АПОЛОГИЯ СПЛЕТНИ
Если даже Бог ошибается (сотворение человека, например), а уж тем более сомневается (в избранном Им народе – неоднократно; см. Библию), то человек и вовсе – взрывчатая смесь самодовольства и комплексов, триумфов и ошибок, взлетов, падений, фобий, тупиков и тупичков. Само собой – журналист (или писатель, невелика разница). Тот и вовсе комок нервов. Акутагава так и говорил, а Бродский за ним повторял: «У меня нет принципов - одни нервы».
При всех внешних выгодах (скажем, известность) журналист, как и писатель, – невыгодная, чреватая, опасная профессия. Даже когда ты не в «горячей точке» и твоей жизни и свободе ничто не угрожает. Я говорю об ответственности перед словом и перед читателем.
Поговорим о журналистских и писательских принципах, пусть и в несколько парадоксальном преломлении. Тем более у меня и личный повод есть.
Тут некто Виктор Топоров написал мне открытое письмо в питерских «Известиях», о котором я узнал года полтора спустя, да и то совершенно случайно – от Ильи Штемлера, который рутинно прилетел на пару недель в Нью-Йорк. Письмо это не заслуживает упоминания, если бы не два фактора. Один забавный: автор советует мне вместо воспоминаний о Бродском и Со написать о встречах с Путиным. Так и пишет: «Лучше уж напишите поподробнее про своего питерского куратора из КГБ – как, кстати, его фамилия?.. Или все-таки не он? По срокам не сходится, но чем черт не шутит!»

**Записанные данные**
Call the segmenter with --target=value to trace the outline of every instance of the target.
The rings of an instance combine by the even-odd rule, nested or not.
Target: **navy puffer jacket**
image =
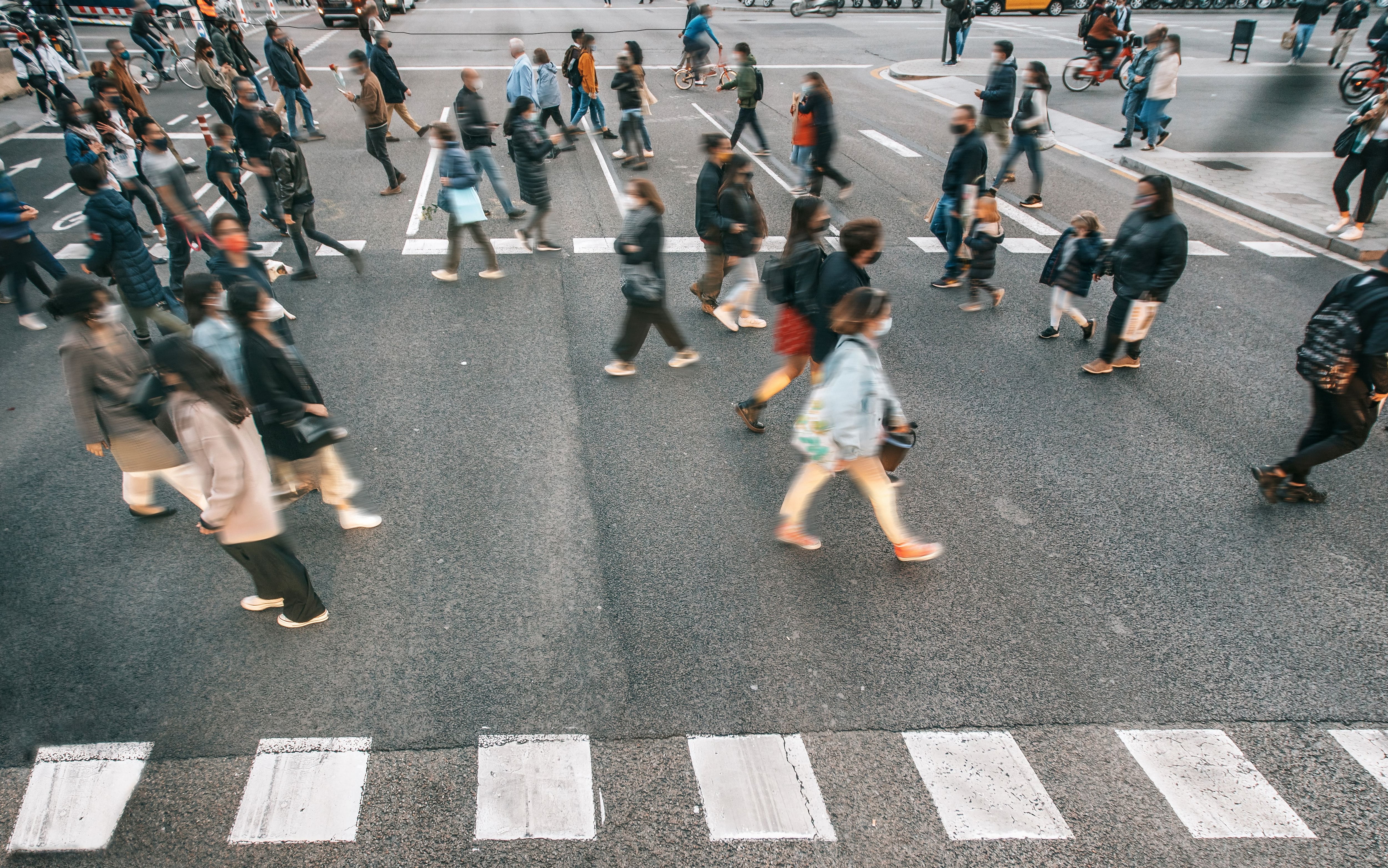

**Задача**
Выведите весь фрагмент «Апология сплетни» слово в слово, ничего не меняя. Эти строки для работы не понадобятся.

**Готовый ответ**
АПОЛОГИЯ СПЛЕТНИ
Если даже Бог ошибается (сотворение человека, например), а уж тем более сомневается (в избранном Им народе – неоднократно; см. Библию), то человек и вовсе – взрывчатая смесь самодовольства и комплексов, триумфов и ошибок, взлетов, падений, фобий, тупиков и тупичков. Само собой – журналист (или писатель, невелика разница). Тот и вовсе комок нервов. Акутагава так и говорил, а Бродский за ним повторял: «У меня нет принципов - одни нервы».
При всех внешних выгодах (скажем, известность) журналист, как и писатель, – невыгодная, чреватая, опасная профессия. Даже когда ты не в «горячей точке» и твоей жизни и свободе ничто не угрожает. Я говорю об ответственности перед словом и перед читателем.
Поговорим о журналистских и писательских принципах, пусть и в несколько парадоксальном преломлении. Тем более у меня и личный повод есть.
Тут некто Виктор Топоров написал мне открытое письмо в питерских «Известиях», о котором я узнал года полтора спустя, да и то совершенно случайно – от Ильи Штемлера, который рутинно прилетел на пару недель в Нью-Йорк. Письмо это не заслуживает упоминания, если бы не два фактора. Один забавный: автор советует мне вместо воспоминаний о Бродском и Со написать о встречах с Путиным. Так и пишет: «Лучше уж напишите поподробнее про своего питерского куратора из КГБ – как, кстати, его фамилия?.. Или все-таки не он? По срокам не сходится, но чем черт не шутит!»